- SELECTED EXCERPT:
____________________

I seem to have tried every way to taper off venlafaxine / efexor UK version. When I did that ten years ago with Effexor it took many months but was smooth. I was prescribed 225mg two years ago bec I was not sleeping or eating (marital breakup) but I can't get off it.

I have awful dizziness. weakness etc
I have tried efexor and venlablue minitablets of 12.5 mg) and liquid venlafaxine. However tiny the reduction, I get terrible reactions. Two pharmacists have said I is not possible to taper with efexor bec he spheroids vary so much.

I have realised that I can't take instant release forms of venlafaxine. I have tried everything and I don't want to lose hope.

HELP!
XX

Jump to this post

No need to lose hope; you just haven't found what works for you yet.
How "tiny" are your reductions?
Are you still taking 225mg, or a lesser amount at this point?

I'm in the midst of my third attempt to end Effexor, and I know I will succeed this time because I am decreasing the dosage extra slowly. The maximum dosage I was taking was 75mg extended release (ER) capsules. I am now down to 25mg immediate release tablets. I guess I was lucky; I noticed no difference in switching from extended release to immediate release--of course, the ER is taken once a day, and the immediate release tablets twice a day 12 hours apart. I was counting the tiny dots inside the capsule in order to decrease by 10 percent over time (weeks or months)--tedious but possible. Then my pharmacist, following the information provided in the Horowitz book, created a water-based liquid solution for me and provided an equivalent schedule of milliliters measured through a syringe to accomplish a ten percent reduction. When I am ready for the next reduction, however, I am going to go back to the pharmacist's refrigerated liquid solution and reduce by FIVE PERCENT, because the effects of smaller reductions at lower doses is greater. That might be difficult to understand if you aren't familiar with the explanation given by Mark Horowitz for hyperbolic tapering. You don't have to buy the book; you can find the explanation online if needed.
My pharmacist was very encouraging; I'm sorry yours are not. You can do this!

____________________

- RECORDS PROVIDED:
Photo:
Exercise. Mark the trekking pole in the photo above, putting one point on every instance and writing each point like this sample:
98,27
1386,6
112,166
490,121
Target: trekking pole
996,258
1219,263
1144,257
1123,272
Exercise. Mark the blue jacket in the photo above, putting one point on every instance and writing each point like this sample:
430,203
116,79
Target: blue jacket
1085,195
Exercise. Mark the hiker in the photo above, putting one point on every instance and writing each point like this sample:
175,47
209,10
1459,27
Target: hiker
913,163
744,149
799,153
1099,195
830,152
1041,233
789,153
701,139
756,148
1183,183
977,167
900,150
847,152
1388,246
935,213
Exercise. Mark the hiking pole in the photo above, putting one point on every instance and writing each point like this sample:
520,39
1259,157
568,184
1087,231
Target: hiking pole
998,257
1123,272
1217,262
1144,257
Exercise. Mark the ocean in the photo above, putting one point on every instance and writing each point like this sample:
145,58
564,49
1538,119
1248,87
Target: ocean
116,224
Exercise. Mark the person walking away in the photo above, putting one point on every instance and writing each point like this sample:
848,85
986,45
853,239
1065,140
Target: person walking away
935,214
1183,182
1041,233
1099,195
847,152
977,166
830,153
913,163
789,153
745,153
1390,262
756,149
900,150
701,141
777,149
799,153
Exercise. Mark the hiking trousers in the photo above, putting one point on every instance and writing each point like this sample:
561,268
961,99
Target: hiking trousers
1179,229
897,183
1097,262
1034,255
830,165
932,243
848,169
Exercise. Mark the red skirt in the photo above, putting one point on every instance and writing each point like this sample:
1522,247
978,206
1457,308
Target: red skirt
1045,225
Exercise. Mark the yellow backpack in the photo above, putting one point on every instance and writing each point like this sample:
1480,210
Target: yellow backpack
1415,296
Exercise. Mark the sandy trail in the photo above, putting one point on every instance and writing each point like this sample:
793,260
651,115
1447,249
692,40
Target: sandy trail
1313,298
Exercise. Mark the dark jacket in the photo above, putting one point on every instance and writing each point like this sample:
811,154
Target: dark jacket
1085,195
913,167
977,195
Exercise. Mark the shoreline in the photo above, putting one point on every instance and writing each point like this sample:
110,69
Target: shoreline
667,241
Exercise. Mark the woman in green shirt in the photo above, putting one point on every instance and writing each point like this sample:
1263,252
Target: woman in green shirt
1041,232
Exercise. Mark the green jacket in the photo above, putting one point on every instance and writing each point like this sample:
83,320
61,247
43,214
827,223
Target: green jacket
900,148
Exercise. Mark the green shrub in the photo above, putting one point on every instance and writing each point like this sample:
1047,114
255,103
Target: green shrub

____________________

- YOUR TASK: Copy the text about tapering off venlafaxine above word for word, from "I seem to have" up to and including "for you yet.".

- TASK RESPONSE:
I seem to have tried every way to taper off venlafaxine / efexor UK version. When I did that ten years ago with Effexor it took many months but was smooth. I was prescribed 225mg two years ago bec I was not sleeping or eating (marital breakup) but I can't get off it.

I have awful dizziness. weakness etc
I have tried efexor and venlablue minitablets of 12.5 mg) and liquid venlafaxine. However tiny the reduction, I get terrible reactions. Two pharmacists have said I is not possible to taper with efexor bec he spheroids vary so much.

I have realised that I can't take instant release forms of venlafaxine. I have tried everything and I don't want to lose hope.

HELP!
XX

Jump to this post

No need to lose hope; you just haven't found what works for you yet.